§ **Given exercise**:
Repeat each of the following records word for word, without changing anything.

(Lines of data)
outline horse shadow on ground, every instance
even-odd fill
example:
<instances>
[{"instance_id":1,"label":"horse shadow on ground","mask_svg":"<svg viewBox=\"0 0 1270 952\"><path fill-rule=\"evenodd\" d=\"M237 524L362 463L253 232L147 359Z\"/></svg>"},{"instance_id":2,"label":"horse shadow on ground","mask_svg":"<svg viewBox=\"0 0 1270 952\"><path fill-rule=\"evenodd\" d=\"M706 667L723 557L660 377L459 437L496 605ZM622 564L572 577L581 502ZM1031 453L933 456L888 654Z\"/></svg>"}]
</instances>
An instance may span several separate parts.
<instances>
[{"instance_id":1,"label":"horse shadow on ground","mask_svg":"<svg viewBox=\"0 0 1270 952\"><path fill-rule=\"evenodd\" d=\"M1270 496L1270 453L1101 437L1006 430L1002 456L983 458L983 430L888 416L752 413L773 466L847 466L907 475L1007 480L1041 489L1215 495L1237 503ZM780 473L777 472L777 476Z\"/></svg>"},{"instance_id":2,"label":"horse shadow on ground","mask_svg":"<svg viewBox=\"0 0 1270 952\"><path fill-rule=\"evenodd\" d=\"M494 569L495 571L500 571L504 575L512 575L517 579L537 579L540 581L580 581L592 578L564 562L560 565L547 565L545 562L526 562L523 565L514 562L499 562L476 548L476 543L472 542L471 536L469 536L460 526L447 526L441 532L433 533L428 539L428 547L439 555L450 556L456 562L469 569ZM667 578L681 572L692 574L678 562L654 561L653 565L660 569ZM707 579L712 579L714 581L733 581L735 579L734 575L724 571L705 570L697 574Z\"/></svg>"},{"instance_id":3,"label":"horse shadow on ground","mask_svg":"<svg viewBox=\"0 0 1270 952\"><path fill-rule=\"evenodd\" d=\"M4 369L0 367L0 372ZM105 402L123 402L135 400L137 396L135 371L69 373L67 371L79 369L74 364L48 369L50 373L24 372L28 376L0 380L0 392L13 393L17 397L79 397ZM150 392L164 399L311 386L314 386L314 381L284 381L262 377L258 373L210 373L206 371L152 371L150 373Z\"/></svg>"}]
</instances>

§ **Written answer**:
outline horse shadow on ground, every instance
even-odd fill
example:
<instances>
[{"instance_id":1,"label":"horse shadow on ground","mask_svg":"<svg viewBox=\"0 0 1270 952\"><path fill-rule=\"evenodd\" d=\"M237 524L362 463L253 232L147 359Z\"/></svg>"},{"instance_id":2,"label":"horse shadow on ground","mask_svg":"<svg viewBox=\"0 0 1270 952\"><path fill-rule=\"evenodd\" d=\"M706 667L723 557L660 377L459 437L496 605ZM622 564L572 577L581 502ZM1031 453L933 456L888 654Z\"/></svg>"}]
</instances>
An instance may span several separate parts.
<instances>
[{"instance_id":1,"label":"horse shadow on ground","mask_svg":"<svg viewBox=\"0 0 1270 952\"><path fill-rule=\"evenodd\" d=\"M1270 496L1270 453L1101 437L1006 430L1002 456L983 458L983 430L888 416L752 413L773 466L847 466L907 475L1007 480L1041 489L1215 495L1237 503ZM780 473L777 472L777 476Z\"/></svg>"},{"instance_id":2,"label":"horse shadow on ground","mask_svg":"<svg viewBox=\"0 0 1270 952\"><path fill-rule=\"evenodd\" d=\"M494 569L495 571L500 571L504 575L512 575L517 579L537 579L540 581L580 581L592 578L564 562L560 565L547 565L545 562L526 562L523 565L514 562L499 562L476 548L476 543L472 542L471 536L469 536L460 526L447 526L441 532L433 533L428 539L428 547L439 555L450 556L456 562L469 569ZM667 578L681 572L692 574L678 562L654 561L653 565L660 569ZM707 579L712 579L714 581L733 581L735 579L734 575L724 571L705 570L697 574Z\"/></svg>"},{"instance_id":3,"label":"horse shadow on ground","mask_svg":"<svg viewBox=\"0 0 1270 952\"><path fill-rule=\"evenodd\" d=\"M4 369L0 367L0 372ZM105 402L123 402L135 400L137 396L135 371L69 373L67 371L79 369L74 364L48 369L50 373L24 372L28 376L0 380L0 392L13 393L17 397L79 397ZM150 392L164 399L311 386L314 386L314 381L284 381L262 377L258 373L210 373L206 371L152 371L150 373Z\"/></svg>"}]
</instances>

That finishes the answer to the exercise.